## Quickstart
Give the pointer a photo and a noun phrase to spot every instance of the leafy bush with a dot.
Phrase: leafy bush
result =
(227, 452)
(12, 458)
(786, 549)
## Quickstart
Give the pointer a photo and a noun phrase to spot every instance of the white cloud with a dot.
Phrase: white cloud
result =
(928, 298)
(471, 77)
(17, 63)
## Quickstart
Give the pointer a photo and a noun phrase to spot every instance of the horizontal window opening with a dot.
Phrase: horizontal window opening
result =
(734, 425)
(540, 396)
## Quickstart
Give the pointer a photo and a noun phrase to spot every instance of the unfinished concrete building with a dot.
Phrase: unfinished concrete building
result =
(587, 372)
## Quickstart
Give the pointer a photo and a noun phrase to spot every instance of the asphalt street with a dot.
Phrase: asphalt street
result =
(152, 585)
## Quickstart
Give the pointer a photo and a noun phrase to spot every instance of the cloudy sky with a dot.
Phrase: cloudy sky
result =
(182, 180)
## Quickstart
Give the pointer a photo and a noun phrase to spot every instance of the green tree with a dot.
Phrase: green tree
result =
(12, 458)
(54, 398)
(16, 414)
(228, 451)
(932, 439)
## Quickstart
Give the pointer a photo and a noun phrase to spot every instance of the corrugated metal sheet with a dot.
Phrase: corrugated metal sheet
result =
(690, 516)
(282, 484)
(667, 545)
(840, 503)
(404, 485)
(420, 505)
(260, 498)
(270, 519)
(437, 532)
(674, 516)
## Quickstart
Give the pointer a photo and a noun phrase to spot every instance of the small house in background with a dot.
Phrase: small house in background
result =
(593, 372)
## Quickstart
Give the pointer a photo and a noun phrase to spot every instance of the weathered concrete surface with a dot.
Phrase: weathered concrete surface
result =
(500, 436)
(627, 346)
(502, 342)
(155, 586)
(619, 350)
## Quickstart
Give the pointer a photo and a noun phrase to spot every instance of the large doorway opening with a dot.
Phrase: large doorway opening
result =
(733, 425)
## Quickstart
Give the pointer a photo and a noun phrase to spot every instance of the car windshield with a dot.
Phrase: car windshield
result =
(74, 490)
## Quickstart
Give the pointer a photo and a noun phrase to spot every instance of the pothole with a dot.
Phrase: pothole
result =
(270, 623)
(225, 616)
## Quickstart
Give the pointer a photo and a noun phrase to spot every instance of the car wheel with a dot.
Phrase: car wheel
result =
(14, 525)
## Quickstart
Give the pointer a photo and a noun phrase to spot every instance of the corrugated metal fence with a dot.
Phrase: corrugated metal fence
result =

Work to be completed
Would you repeat the records above without any changes?

Solution to the problem
## Quickstart
Give the pointer a photo and a noun phrase to spot every instance of the leafy bush with a dot.
Phrase: leafy bush
result =
(227, 452)
(12, 458)
(786, 549)
## Quickstart
Give the pointer a photo and a noun phrase to spot every instance of the white cloud with a dot.
Phrase: white cloud
result =
(928, 298)
(471, 77)
(17, 63)
## Quickstart
Give the pointer a photo and a noun phrase to spot every instance of the horizontal window opening with a dot.
Phrase: horizontal window opening
result =
(734, 425)
(540, 396)
## Quickstart
Give the pointer a photo and a noun phrase to spot every instance of the unfinished concrete building with a dot.
Phrase: unfinished concrete building
result =
(587, 372)
## Quickstart
Give the pointer a photo and a noun phrase to spot every instance of the asphalt street with a dot.
Phrase: asphalt street
result =
(152, 585)
## Quickstart
Give the pointer a photo and a noun phrase to spot every instance of the cloudy sky with a dot.
Phrase: cloudy sky
result =
(182, 180)
## Quickstart
Give the pointer a photo and a noun phrase to spot every instance of the green tree with a dot.
Phrase: green tree
result =
(12, 458)
(54, 398)
(16, 414)
(228, 451)
(932, 439)
## Quickstart
Give the pointer a photo and a noun phrase to spot every instance of the corrugated metal sheet with a dot.
Phrase: corrugated metal sheet
result =
(690, 516)
(282, 484)
(667, 545)
(840, 503)
(404, 485)
(420, 505)
(260, 498)
(270, 519)
(437, 532)
(674, 516)
## Quickstart
Give the pointer a photo and a noun phrase to spot every instance of the small house in background with a dot.
Phrase: small house in background
result =
(593, 372)
## Quickstart
Give the pointer a photo and a noun phrase to spot every instance of the weathered concrete surface with a dot.
Phrase: weathered concrete surface
result =
(500, 436)
(627, 346)
(502, 342)
(155, 586)
(619, 350)
## Quickstart
Give the pointer a photo and a noun phrase to spot every instance of the large doorway opening with a dot.
Phrase: large doorway opening
result =
(733, 425)
## Quickstart
Give the pointer a photo and a noun phrase to spot every instance of the car windshield with a dot.
Phrase: car windshield
result =
(74, 490)
## Quickstart
Give the pointer a photo and a noun phrase to spot every instance of the pothole with a dot.
Phrase: pothole
result =
(270, 623)
(225, 616)
## Quickstart
Give the pointer a photo and a noun phrase to spot every instance of the car wheel with a dot.
Phrase: car wheel
result =
(14, 525)
## Quickstart
Give the pointer a photo and a noun phrase to spot every instance of the corrugated metal fence with a dot.
Phrase: corrugated metal fence
result =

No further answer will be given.